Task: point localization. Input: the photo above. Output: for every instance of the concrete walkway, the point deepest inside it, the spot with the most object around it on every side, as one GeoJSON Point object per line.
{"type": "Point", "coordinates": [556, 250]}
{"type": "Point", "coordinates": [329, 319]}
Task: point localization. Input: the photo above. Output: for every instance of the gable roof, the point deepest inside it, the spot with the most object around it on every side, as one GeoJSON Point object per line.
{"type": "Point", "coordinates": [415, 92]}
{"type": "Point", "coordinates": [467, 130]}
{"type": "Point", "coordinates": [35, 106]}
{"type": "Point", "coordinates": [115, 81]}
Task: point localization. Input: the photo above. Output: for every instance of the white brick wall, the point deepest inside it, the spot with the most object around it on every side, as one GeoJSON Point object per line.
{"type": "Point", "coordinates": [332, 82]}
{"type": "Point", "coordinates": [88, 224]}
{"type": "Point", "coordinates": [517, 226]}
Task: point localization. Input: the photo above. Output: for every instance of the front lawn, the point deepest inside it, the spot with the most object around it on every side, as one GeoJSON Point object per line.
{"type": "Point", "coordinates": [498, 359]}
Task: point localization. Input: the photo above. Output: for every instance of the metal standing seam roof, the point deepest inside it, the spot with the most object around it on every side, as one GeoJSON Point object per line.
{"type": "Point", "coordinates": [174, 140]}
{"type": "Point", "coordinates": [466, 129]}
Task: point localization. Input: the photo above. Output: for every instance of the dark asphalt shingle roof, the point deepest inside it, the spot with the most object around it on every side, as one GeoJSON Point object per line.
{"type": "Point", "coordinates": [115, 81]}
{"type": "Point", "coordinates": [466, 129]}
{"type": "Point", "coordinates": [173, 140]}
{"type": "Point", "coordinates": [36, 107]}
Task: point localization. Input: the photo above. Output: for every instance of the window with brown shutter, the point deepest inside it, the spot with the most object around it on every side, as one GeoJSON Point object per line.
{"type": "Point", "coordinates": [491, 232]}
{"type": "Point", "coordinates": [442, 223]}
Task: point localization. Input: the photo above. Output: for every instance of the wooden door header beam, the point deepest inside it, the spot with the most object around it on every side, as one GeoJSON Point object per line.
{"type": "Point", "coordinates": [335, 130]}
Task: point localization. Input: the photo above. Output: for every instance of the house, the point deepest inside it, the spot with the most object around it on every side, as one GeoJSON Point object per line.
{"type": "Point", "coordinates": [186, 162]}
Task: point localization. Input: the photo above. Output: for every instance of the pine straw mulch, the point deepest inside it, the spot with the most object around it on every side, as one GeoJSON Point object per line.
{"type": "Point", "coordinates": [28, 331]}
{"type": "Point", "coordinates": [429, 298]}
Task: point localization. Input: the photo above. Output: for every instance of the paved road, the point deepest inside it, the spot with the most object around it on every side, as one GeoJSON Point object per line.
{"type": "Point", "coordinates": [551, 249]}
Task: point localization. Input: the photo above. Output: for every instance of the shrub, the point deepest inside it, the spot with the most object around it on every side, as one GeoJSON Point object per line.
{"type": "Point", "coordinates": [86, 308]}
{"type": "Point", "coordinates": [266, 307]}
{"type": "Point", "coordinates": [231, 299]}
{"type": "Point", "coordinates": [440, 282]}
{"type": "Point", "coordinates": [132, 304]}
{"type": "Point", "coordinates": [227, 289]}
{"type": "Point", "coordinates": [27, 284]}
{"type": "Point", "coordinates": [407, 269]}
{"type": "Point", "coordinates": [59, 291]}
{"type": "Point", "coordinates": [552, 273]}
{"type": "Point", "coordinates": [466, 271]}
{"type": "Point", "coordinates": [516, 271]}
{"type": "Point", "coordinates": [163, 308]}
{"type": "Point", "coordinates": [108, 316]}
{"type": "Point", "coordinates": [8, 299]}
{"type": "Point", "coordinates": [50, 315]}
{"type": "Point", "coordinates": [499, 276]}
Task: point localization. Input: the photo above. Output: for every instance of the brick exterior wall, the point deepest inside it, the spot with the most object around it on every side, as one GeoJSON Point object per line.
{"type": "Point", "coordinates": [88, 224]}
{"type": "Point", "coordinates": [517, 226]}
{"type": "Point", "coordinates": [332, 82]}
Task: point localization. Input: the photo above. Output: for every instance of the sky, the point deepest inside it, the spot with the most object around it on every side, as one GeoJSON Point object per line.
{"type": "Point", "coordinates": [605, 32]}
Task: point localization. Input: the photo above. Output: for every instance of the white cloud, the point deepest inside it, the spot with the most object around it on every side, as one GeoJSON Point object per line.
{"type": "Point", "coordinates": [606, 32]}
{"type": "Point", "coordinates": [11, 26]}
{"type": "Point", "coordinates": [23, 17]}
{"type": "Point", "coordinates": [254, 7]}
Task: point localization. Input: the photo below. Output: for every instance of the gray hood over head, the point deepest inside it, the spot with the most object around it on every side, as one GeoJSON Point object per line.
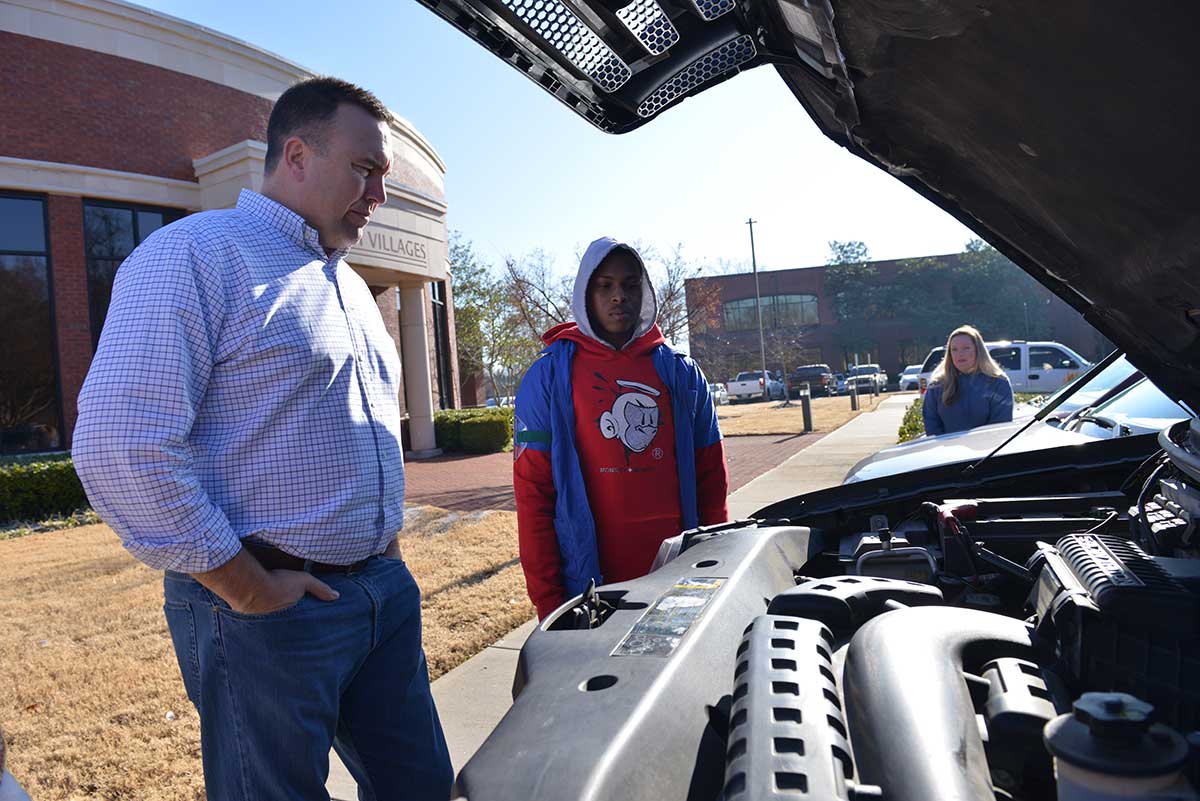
{"type": "Point", "coordinates": [592, 259]}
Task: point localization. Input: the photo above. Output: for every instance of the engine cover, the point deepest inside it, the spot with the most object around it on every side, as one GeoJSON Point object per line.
{"type": "Point", "coordinates": [1121, 622]}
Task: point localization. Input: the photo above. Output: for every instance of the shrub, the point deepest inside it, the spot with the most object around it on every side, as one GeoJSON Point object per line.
{"type": "Point", "coordinates": [448, 425]}
{"type": "Point", "coordinates": [489, 434]}
{"type": "Point", "coordinates": [33, 491]}
{"type": "Point", "coordinates": [913, 425]}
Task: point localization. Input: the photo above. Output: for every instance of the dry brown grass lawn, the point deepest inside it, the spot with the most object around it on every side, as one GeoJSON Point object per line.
{"type": "Point", "coordinates": [743, 420]}
{"type": "Point", "coordinates": [88, 674]}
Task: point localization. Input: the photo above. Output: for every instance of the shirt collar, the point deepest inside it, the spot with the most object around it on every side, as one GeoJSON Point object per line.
{"type": "Point", "coordinates": [285, 221]}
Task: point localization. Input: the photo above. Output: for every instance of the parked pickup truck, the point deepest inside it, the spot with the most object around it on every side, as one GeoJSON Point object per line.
{"type": "Point", "coordinates": [749, 386]}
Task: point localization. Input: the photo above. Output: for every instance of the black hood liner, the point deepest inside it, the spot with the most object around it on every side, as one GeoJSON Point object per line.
{"type": "Point", "coordinates": [1065, 133]}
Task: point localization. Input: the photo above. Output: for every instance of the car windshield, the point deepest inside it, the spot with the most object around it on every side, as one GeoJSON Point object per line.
{"type": "Point", "coordinates": [1095, 389]}
{"type": "Point", "coordinates": [933, 360]}
{"type": "Point", "coordinates": [1143, 408]}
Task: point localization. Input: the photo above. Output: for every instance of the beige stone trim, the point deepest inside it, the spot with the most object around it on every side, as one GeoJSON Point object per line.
{"type": "Point", "coordinates": [227, 172]}
{"type": "Point", "coordinates": [138, 34]}
{"type": "Point", "coordinates": [95, 182]}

• [WORK TASK] Line by line, give the material above again exactly, but without any pictures.

• [WRITTEN SOLUTION]
Task: point localization. Input: the photo above. Output: for every instance of the concrete walkway, the point deepest inside it, the spot with the most object around it on every side, as one GeoJSON Point object per line.
{"type": "Point", "coordinates": [556, 250]}
{"type": "Point", "coordinates": [329, 319]}
Task: point localization. Input: the photo above. Output: for every instance of the gable roof, the point deepest inside it, the spot with the most object around it on every side, as one GeoJSON Point object per line.
{"type": "Point", "coordinates": [415, 92]}
{"type": "Point", "coordinates": [467, 130]}
{"type": "Point", "coordinates": [35, 106]}
{"type": "Point", "coordinates": [115, 81]}
Task: point localization. Input: the photo above. Output: for every instance of the white brick wall, the point deepest inside it, the spot with the most object around it on every side, as one GeoJSON Point object per line.
{"type": "Point", "coordinates": [332, 82]}
{"type": "Point", "coordinates": [88, 224]}
{"type": "Point", "coordinates": [517, 226]}
Task: point localization. Input: the photo above. Output: for every instance of the front lawn, the point deepest inside it, the spot with the most object around it on every side, as one GeoJSON Point object per line.
{"type": "Point", "coordinates": [498, 359]}
Task: point localization. Input: the photo above. Output: for every instance of the metal standing seam roof, the point deepest inside it, the spot with the most object around it on every side, as one GeoJSON Point object per line.
{"type": "Point", "coordinates": [174, 140]}
{"type": "Point", "coordinates": [466, 129]}
Task: point localization. Input: the photo above. Output: for every instance of the dark asphalt shingle roof, the point deepest inside it, the spot with the most object around it on every side, as one GeoJSON Point object per line.
{"type": "Point", "coordinates": [115, 81]}
{"type": "Point", "coordinates": [466, 129]}
{"type": "Point", "coordinates": [173, 140]}
{"type": "Point", "coordinates": [36, 107]}
Task: point localization. Input: the photo above. Output: for every instance of the window with brown shutter, the point deepest inside it, the spot with the most object around it on every side, as one GeoJSON Point object per line.
{"type": "Point", "coordinates": [491, 232]}
{"type": "Point", "coordinates": [442, 223]}
Task: point localization. Input: the photo above. Output: for every instance of the wooden door header beam, the point deepest inside it, the spot with the most object around it on every side, as one GeoJSON Point object per line.
{"type": "Point", "coordinates": [335, 130]}
Task: point localization. Input: the photo above. Output: for every instance of the house, the point deepest inside it, the spot with the most object around it on every side, as one GeoJSON Point object per line.
{"type": "Point", "coordinates": [186, 162]}
Task: point localization. Input: the photo above. Output: for every instance of the pine straw mulch, the point deepest inside it, the spot with the most object around it on every side, as one GeoJSON Point object per line.
{"type": "Point", "coordinates": [28, 331]}
{"type": "Point", "coordinates": [429, 298]}
Task: point localization. Input: the photo above. Output: for every instance of the paved road, the point deepest inside it, the spot with the most object around it on every side, as one GeoJSON Point object per line.
{"type": "Point", "coordinates": [551, 249]}
Task: point localization. Input: the photo above. Output: for every instance of the shrub, the point deepest inside it, the spot with the most object around it on every side, as one GeoJSON Point object per line.
{"type": "Point", "coordinates": [86, 308]}
{"type": "Point", "coordinates": [266, 307]}
{"type": "Point", "coordinates": [231, 299]}
{"type": "Point", "coordinates": [440, 282]}
{"type": "Point", "coordinates": [132, 304]}
{"type": "Point", "coordinates": [227, 289]}
{"type": "Point", "coordinates": [27, 284]}
{"type": "Point", "coordinates": [407, 269]}
{"type": "Point", "coordinates": [59, 291]}
{"type": "Point", "coordinates": [552, 273]}
{"type": "Point", "coordinates": [466, 271]}
{"type": "Point", "coordinates": [516, 271]}
{"type": "Point", "coordinates": [163, 308]}
{"type": "Point", "coordinates": [108, 316]}
{"type": "Point", "coordinates": [8, 299]}
{"type": "Point", "coordinates": [50, 315]}
{"type": "Point", "coordinates": [499, 276]}
Task: point localization. Input: the photo above. Output: for every instance of the brick exterior wall, the point deepest inside it, the spot with the most object around it on every side, as one GeoJSON Point object per line.
{"type": "Point", "coordinates": [88, 224]}
{"type": "Point", "coordinates": [517, 226]}
{"type": "Point", "coordinates": [332, 82]}
Task: point localization. Input: the photo above. Output: for every instance of the sky, the point deepest inside it, the spot with the most object around it on every side, as one GeoJSON Point object per line.
{"type": "Point", "coordinates": [605, 32]}
Task: point localization. Input: the photo above. Output: for every instance of the white cloud, the point deepest inside it, the spot with the most object around it on every side, as one GeoJSON Point object per line.
{"type": "Point", "coordinates": [606, 32]}
{"type": "Point", "coordinates": [11, 26]}
{"type": "Point", "coordinates": [23, 17]}
{"type": "Point", "coordinates": [254, 7]}
Task: point localization. Input: the photo below. Output: for every instance of the gray hood over head, the point deepest inside it, the spot with the most object around it on every side, as one GeoJSON Point object per line.
{"type": "Point", "coordinates": [592, 259]}
Task: point localization. Input: the photo above. Output: for every instance of the engine cover, the point deepest inside it, the spot with the most object around it on every side, as one GeoJSON Point object per line.
{"type": "Point", "coordinates": [1121, 622]}
Task: point localization. Input: the photo above. Output: for every instance of the shrub, the point deepest inside it, the spot with the most object around it on every side, as one GeoJSON Point object per line.
{"type": "Point", "coordinates": [448, 425]}
{"type": "Point", "coordinates": [489, 434]}
{"type": "Point", "coordinates": [33, 491]}
{"type": "Point", "coordinates": [913, 425]}
Task: point localization. Input: the photo above. Output: for every instance of the dry brown grass lawn, the point deepest inside it, the spot with the most object around it on every side, as one GeoJSON Point object per line.
{"type": "Point", "coordinates": [743, 420]}
{"type": "Point", "coordinates": [88, 674]}
Task: point localization. Input: the photo above. Output: for every instance of the shirt collar, the point deepest inside it, the spot with the most object around it on every side, as one GeoJSON Point object per line.
{"type": "Point", "coordinates": [285, 221]}
Task: point localization. Input: the photo above. Output: for every instance of the parked pickup truck, the point deepest inside it, the spot with the most object around it on every side, as one GeoJSON Point object per line.
{"type": "Point", "coordinates": [749, 386]}
Task: point localization. Input: the photo above. Output: for every instance of the black hood liner, the point deepest inside it, the spot with the most object around it on every side, as one GeoJSON Point object per line.
{"type": "Point", "coordinates": [1065, 133]}
Task: point localization. Input: the photo above. Output: for every instance of the car windshield, the point deepest inside it, the spot with the most object around it on every side, as one GeoJSON Point object per line.
{"type": "Point", "coordinates": [1095, 389]}
{"type": "Point", "coordinates": [933, 360]}
{"type": "Point", "coordinates": [1143, 408]}
Task: point localization. Input: the photo above. Output: for every instance of the beige stone trim, the point deepest inside it, the spot with the most object around it on every side, as one GeoJSON Point object per line.
{"type": "Point", "coordinates": [227, 172]}
{"type": "Point", "coordinates": [138, 34]}
{"type": "Point", "coordinates": [95, 182]}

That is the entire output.